### Written exercise a
In the OPC Unified Architecture excerpt, which technologies does OPC base UA on?

### Source excerpt

Design aspects of the OPC unified architecture.
Stopper, Markus ; Katalinic, Branko
1. INTRODUCTION
The OPC Foundation is approaching completion of the first stage of
its new Unified Architecture (UA). The new Unified Architecture is meant
to unify all of the existing OPC technology (OPCOLE, 2003). Importantly
it means open standards and no longer just the proprietary Microsoft
standard (OPCDCOM, 2000). OPC vendors are already working through the
design and implementation phase of their OPC UA technology products.
After three years of specification work and a further year of
prototyping the first version of Unified Architecture is now being
released considering the following characteristics for the communication
stack (OPCUA, 2008):
* multiple platform implementation including portable ANSI C, Java
and .NET implementations
* scalability from embedded controllers up to Mainframes
* the stack can support multi-threaded as well as
single-threaded/single-task operation, which is necessary for porting
the stack onto embedded devices
* an own security implementation, based on new standards, realizes
true security (e.g. compare with [OPCSEC, 1998])
* configurable time-outs for each service
* chunking of big datagram's
Consequently perhaps the most obvious change compared to the legacy
OPC standard that users will notice right away is that OPC-UA is even
not based on Microsoft COM/DCOM. Everyone on the market is embracing
open, internet-based communication standards. Naturally, OPC has done
the same by basing UA on TCP/IP, HTTP, SOAP, and XML. Not being tied
solely to Microsoft platforms makes OPC-UA highly scalable. It is
expected to see OPC-UA implemented on everything from embedded field
devices through to Unix or mainframe-based enterprise applications
(OPCUA, 2008).

### Input
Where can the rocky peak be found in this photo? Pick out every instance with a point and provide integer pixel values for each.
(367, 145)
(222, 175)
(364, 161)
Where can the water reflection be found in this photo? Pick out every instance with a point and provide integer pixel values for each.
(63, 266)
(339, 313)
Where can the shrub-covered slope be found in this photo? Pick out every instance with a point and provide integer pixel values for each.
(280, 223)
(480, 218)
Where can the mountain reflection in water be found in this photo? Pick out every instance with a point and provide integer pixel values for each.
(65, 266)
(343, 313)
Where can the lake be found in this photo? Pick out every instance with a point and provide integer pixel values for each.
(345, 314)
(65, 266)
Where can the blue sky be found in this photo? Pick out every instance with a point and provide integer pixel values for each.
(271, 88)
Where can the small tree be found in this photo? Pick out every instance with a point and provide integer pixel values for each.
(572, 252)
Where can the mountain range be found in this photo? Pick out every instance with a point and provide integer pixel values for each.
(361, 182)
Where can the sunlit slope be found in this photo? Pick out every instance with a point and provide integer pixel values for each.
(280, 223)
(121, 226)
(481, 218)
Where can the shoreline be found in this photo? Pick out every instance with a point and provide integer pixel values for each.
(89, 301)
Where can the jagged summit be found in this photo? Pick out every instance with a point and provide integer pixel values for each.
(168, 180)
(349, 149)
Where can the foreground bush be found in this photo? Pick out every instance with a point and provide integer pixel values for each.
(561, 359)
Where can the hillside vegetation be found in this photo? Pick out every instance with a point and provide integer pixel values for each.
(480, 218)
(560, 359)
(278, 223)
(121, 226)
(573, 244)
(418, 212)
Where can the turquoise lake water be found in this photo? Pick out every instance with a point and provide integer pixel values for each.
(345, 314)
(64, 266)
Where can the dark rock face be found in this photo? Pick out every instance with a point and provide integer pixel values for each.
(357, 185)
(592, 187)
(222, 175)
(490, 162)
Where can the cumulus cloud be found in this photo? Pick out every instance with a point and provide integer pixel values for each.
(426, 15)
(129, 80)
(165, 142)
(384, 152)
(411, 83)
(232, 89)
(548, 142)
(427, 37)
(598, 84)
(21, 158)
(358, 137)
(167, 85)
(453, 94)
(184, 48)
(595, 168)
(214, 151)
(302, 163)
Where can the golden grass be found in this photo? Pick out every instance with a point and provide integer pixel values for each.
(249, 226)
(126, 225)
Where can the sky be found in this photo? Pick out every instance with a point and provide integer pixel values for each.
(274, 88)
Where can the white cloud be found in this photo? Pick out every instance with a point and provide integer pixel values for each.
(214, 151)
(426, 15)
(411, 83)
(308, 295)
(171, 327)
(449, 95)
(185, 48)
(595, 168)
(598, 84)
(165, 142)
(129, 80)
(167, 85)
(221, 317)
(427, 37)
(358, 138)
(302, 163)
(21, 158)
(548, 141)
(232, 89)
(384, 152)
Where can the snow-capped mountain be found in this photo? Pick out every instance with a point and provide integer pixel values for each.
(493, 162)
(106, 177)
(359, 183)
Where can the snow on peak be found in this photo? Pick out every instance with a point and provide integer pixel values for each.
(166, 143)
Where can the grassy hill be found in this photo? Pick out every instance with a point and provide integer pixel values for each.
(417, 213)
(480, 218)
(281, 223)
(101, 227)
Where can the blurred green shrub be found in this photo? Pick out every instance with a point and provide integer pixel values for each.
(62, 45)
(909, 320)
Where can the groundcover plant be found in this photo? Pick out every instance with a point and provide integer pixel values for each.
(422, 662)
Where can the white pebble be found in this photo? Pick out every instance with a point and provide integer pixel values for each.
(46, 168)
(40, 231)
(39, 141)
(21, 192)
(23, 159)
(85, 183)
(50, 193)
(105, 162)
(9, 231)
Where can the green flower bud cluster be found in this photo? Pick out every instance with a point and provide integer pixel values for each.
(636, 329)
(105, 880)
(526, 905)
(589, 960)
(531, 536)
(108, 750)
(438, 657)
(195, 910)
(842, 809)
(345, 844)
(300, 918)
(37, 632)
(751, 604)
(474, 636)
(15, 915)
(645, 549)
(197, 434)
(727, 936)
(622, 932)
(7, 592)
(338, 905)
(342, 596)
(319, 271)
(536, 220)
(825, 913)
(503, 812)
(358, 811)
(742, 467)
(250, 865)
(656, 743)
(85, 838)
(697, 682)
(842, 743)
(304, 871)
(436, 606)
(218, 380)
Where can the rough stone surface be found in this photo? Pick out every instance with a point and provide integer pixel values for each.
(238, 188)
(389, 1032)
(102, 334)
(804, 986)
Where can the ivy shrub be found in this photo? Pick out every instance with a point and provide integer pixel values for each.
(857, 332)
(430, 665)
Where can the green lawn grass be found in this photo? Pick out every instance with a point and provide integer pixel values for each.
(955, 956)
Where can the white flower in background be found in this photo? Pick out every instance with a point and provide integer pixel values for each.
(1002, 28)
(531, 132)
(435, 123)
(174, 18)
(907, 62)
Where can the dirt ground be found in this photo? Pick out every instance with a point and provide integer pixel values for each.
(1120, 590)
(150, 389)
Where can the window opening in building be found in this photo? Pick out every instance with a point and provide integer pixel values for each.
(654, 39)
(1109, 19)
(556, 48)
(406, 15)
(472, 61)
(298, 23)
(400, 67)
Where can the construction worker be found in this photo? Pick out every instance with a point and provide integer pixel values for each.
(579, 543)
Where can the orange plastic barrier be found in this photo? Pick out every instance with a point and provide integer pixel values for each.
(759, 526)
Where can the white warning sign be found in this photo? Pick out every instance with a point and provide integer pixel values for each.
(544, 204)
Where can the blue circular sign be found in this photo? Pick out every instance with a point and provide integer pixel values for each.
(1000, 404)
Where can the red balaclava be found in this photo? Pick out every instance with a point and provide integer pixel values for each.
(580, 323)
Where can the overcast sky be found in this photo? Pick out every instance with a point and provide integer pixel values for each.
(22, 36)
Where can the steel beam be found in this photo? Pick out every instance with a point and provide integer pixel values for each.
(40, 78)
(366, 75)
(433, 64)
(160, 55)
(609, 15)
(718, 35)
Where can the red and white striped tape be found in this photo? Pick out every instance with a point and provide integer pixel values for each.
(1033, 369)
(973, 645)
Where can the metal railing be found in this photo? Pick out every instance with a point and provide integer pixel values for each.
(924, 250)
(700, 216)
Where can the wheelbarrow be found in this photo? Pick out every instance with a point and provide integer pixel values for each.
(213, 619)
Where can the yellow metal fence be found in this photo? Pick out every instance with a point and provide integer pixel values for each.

### Written exercise b
Count the lines in the records that contain the string "blue", with case counting, and give only the number.

### Full response a
TCP/IP, HTTP, SOAP, and XML.

### Full response b
2